Exercise instructions:
Copy out the lines below again, swapping "blue beret" for "blue cap" and leaving everything else as it is.

Entries provided:
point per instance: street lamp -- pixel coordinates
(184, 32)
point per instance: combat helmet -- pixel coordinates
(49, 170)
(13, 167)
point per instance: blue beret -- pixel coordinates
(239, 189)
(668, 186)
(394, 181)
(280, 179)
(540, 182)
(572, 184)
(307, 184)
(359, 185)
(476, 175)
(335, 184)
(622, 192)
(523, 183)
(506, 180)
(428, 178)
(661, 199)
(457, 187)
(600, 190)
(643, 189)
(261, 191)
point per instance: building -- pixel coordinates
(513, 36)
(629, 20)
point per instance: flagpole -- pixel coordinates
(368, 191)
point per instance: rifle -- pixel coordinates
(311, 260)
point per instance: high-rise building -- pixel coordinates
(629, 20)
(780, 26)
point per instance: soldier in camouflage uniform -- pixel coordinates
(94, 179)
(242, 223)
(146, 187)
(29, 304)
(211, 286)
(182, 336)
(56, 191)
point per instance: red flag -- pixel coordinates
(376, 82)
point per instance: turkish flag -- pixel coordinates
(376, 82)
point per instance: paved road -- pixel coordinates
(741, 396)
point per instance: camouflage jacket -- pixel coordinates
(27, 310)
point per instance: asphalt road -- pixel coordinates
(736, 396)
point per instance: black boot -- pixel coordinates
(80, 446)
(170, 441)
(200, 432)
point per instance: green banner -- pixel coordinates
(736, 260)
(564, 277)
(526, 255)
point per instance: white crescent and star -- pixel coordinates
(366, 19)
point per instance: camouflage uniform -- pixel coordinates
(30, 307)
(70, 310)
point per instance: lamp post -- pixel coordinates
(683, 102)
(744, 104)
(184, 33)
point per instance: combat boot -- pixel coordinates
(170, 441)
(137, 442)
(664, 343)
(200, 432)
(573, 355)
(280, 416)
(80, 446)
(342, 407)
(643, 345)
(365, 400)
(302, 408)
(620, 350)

Expected answer:
point per instance: street lamp -- pixel coordinates
(184, 32)
point per instance: combat helmet -- pixel coordinates
(49, 170)
(13, 167)
point per instance: blue cap -- pixel coordinates
(239, 189)
(668, 186)
(394, 181)
(280, 179)
(540, 182)
(572, 184)
(307, 184)
(359, 185)
(476, 175)
(335, 184)
(622, 192)
(523, 183)
(506, 180)
(428, 178)
(661, 199)
(457, 187)
(600, 190)
(643, 189)
(261, 191)
point per instance: building -- pixel coordinates
(513, 36)
(629, 20)
point per instance: flagpole -- pixel coordinates
(368, 191)
point per instance: rifle -- pixel coordinates
(311, 260)
point per instance: high-rise building -- pixel coordinates
(629, 20)
(780, 26)
point per instance: soldier in camouflage uniform -- pixel coordinates
(94, 179)
(242, 223)
(146, 187)
(29, 304)
(211, 286)
(182, 336)
(56, 191)
point per instance: red flag -- pixel coordinates
(376, 82)
point per instance: turkish flag -- pixel coordinates
(376, 82)
point per instance: paved road -- pixel coordinates
(741, 396)
point per instance: camouflage jacket -- pixel coordinates
(27, 310)
point per instance: asphalt road -- pixel coordinates
(736, 396)
point per instance: black boot -- pixel coordinates
(80, 446)
(170, 441)
(200, 432)
point per instance: green banner -- pixel coordinates
(736, 260)
(564, 277)
(526, 255)
point per instance: white crescent and star -- pixel coordinates
(366, 19)
point per instance: camouflage uniform -- pixel coordinates
(30, 307)
(70, 310)
point per instance: lamp post -- pixel coordinates
(683, 102)
(744, 104)
(184, 33)
point per instance: combat boot -- pixel coordinates
(170, 441)
(137, 442)
(664, 343)
(200, 432)
(573, 355)
(280, 416)
(80, 446)
(342, 407)
(643, 345)
(365, 400)
(302, 408)
(620, 350)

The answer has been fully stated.